# WHAT YOU HAVE TO DO
Reproduce all of the lines below word for word, changing nothing.
━━━━━ DATA SUPPLIED ━━━━━
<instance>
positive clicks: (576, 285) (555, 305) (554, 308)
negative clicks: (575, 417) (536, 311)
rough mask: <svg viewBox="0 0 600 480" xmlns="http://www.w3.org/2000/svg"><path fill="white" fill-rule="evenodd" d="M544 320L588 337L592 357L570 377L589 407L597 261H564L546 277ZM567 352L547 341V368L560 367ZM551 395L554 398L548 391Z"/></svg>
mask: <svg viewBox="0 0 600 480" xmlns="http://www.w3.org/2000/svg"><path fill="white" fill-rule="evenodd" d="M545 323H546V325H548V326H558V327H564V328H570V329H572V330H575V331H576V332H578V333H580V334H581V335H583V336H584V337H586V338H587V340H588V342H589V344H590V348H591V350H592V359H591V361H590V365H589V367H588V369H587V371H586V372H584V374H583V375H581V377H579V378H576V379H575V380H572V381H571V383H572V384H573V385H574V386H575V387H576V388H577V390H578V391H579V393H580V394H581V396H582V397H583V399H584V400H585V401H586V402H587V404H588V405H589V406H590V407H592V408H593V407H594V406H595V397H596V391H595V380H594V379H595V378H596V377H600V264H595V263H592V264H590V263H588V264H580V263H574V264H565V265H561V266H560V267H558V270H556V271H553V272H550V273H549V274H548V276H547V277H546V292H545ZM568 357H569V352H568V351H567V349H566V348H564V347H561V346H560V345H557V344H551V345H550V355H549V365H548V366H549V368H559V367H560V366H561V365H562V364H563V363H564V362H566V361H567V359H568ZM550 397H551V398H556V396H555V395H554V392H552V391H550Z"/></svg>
━━━━━
# THE ANSWER
<instance>
positive clicks: (576, 285) (555, 305) (554, 308)
negative clicks: (575, 417) (536, 311)
rough mask: <svg viewBox="0 0 600 480" xmlns="http://www.w3.org/2000/svg"><path fill="white" fill-rule="evenodd" d="M544 320L588 337L592 357L570 377L589 407L597 261H564L546 277ZM567 352L547 341V368L560 367ZM551 395L554 398L548 391Z"/></svg>
mask: <svg viewBox="0 0 600 480" xmlns="http://www.w3.org/2000/svg"><path fill="white" fill-rule="evenodd" d="M545 323H546V325H548V326H558V327H564V328H570V329H572V330H575V331H576V332H578V333H580V334H581V335H583V336H584V337H586V338H587V340H588V342H589V344H590V348H591V350H592V359H591V361H590V365H589V367H588V369H587V371H586V372H584V374H583V375H581V377H579V378H576V379H575V380H572V381H571V383H572V384H573V385H574V386H575V387H576V388H577V390H578V391H579V393H580V394H581V396H582V397H583V399H584V400H585V401H586V402H587V404H588V405H589V406H590V407H592V408H593V407H594V406H595V397H596V391H595V380H594V379H595V378H596V377H600V264H595V263H592V264H590V263H588V264H580V263H574V264H565V265H561V266H560V267H558V270H556V271H553V272H550V273H549V274H548V276H547V277H546V292H545ZM568 357H569V352H568V351H567V349H566V348H564V347H561V346H560V345H557V344H551V345H550V355H549V365H548V366H549V368H559V367H560V366H561V365H562V364H563V363H564V362H566V361H567V359H568ZM550 397H551V398H556V396H555V395H554V392H552V391H550Z"/></svg>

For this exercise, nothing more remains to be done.